→ SET OF TASKS:
[A] In the summary-statistics walkthrough, which variables get an ungrouped frequency distribution?
[B] Pick up the summary-statistics walkthrough after its final line and carry it forward.
==== SELECTED EXCERPT
Dataset contains 1338 samples


## <u>Part 2: Summary Statistics</u>

Data from `dataset` list is further distributed into four individual lists name `age`, `bmi`, `children`, and `charges` so that summary statistics can be obtained from it.

### 1. Separating the ordinal, scale, and ratio variables

Each data row in the dataset is iterated and the specific data are appended to respective lists

In [94]:
age = []
sex = []
bmi = []
children = []
smoker = []
regions = []
charges = []

for data in dataset:

    age.append(data["age"])
    sex.append(data["sex"])
    bmi.append(data["bmi"])
    children.append(data["children"])
    smoker.append(data["smoker"])
    regions.append(data["region"])
    charges.append(data["charges"])

### 2. Obtaining the frequency distribution of data

Frequency distribution to understand the followings:

1. How many people belong to certain age groups?
2. How many people belong to groups of certain number of children?
3. How many male and female are there?
4. How many smoker and non-smoker are there?
5. What is the regional distribution of people?

The following frequency distributions are performed for to get a hold of the dataset

*Grouped frequency distribution*
- age
- children

*Ungrouped frequency distribution*
- sex
- smoker
- region

#### **2.1 Grouped frequency distribution**

The class interval for grouped frequency is calculated as:

$${Class~Interval} = \frac{Upper~Bound-Lower~Bound}{Number~of~Classes}$$

Where 'Upper Bound' is the highest number in the range and 'lower bound' is the least.

The following code block has the frequency distribution of *age*

In [95]:
# Frequency distribution of age

highest_age, lowest_age = max(age), min(age)

print("Highest age:", highest_age, "\nLowest age:", lowest_age)
========
==== DATA ROWS
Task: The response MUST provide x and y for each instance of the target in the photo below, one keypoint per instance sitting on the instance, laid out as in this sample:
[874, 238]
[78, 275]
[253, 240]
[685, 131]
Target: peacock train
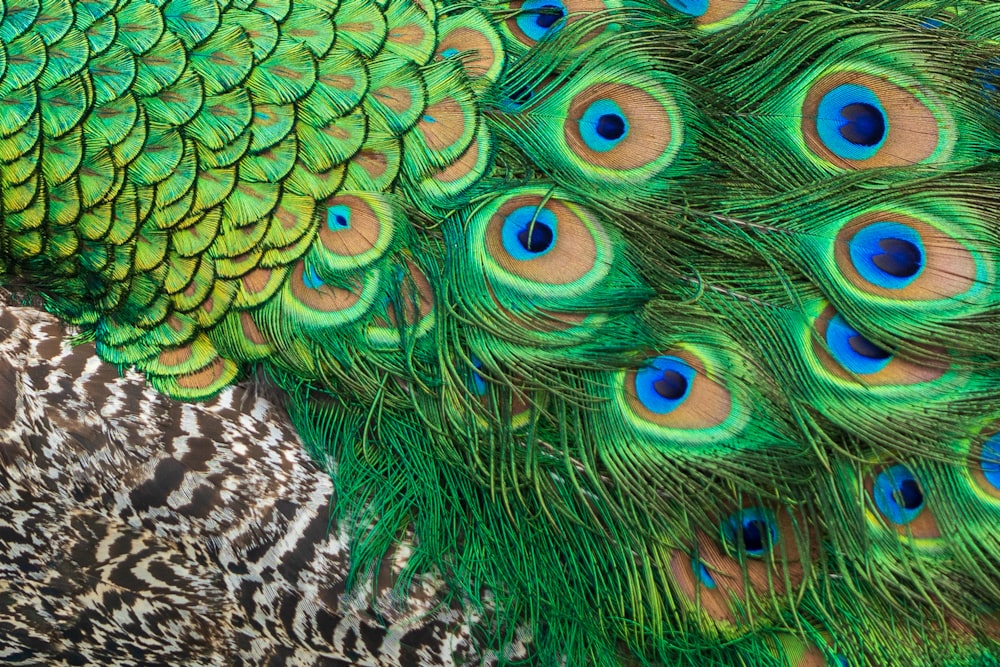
[515, 332]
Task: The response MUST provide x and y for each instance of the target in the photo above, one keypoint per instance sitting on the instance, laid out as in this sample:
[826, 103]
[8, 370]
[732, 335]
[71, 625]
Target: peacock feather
[629, 332]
========
→ THE ANSWERS:
[A] Sex, smoker, and region.

[B]
# Since the upper bound is 64 and lower bound is 18, number of classes should be 10
num_classes = 10
class_interval = round((highest_age-lowest_age)/num_classes)
print("Class interval:", class_interval)

while lowest_age < highest_age:
    counter = 0
    for a in age:
        if lowest_age <= a <= lowest_age+class_interval:
            counter += 1
    print("There are {} people whose age is between {} and {}.".format(
        counter, lowest_age, lowest_age+class_interval)
    )
    # Added 1 with class interval for going to next class
    lowest_age += class_interval+1

Highest age: 64 
Lowest age: 18
Class interval: 5
There are 250 people whose age is between 18 and 23.
There are 167 people whose age is between 24 and 29.
There are 157 people whose age is between 30 and 35.
There are 154 people whose age is between 36 and 41.
There are 168 people whose age is between 42 and 47.
There are 172 people whose age is between 48 and 53.
There are 156 people whose age is between 54 and 59.
There are 114 people whose age is between 60 and 65.


The following code block has the frequency distribution of *children*

In [96]:
# Frequency distribution of children

highest_children, lowest_children = max(children), min(children)

print("Highest number of children:", highest_children,
      "\nLowest number of children:", lowest_children)

# Since the upper bound is 5 and lower bound is 0, number of classes should be 5
num_classes = 5
class_interval = round((highest_children-lowest_children)/num_classes)
print("Class interval:", class_interval)

while lowest_children < highest_children:
    counter = 0
    for c in children:
        if lowest_children <= c <= lowest_children+class_interval:
            counter += 1
    print("{} people have at least {} and at best {} children.".format(counter, lowest_children, lowest_children+class_interval))
    lowest_children += class_interval  # Added 1 with class interval for going to next class


Highest number of children: 5 
Lowest number of children: 0
Class interval: 1
898 people have at least 0 and at best 1 children.
564 people have at least 1 and at best 2 children.
397 people have at least 2 and at best 3 children.
182 people have at least 3 and at best 4 children.
43 people have at least 4 and at best 5 children.


### **2.2 Ungrouped frequency distribution**

The following code block contains frequency distribution of sex, smoker, and region

In [97]:
print("There are {} ({}%) male and {} ({}%) female among respondents.".format(
    sex.count(0), round(sex.count(0)*100/len(dataset), 2), sex.count(1), round(sex.count(1)*100/len(dataset), 2)))

print("{} ({}%) respondents are smokers and {} ({}%) are not.".format(
    smoker.count(1), round(smoker.count(1)*100/len(dataset), 2), smoker.count(0), round(smoker.count(0)*100/len(dataset), 2)))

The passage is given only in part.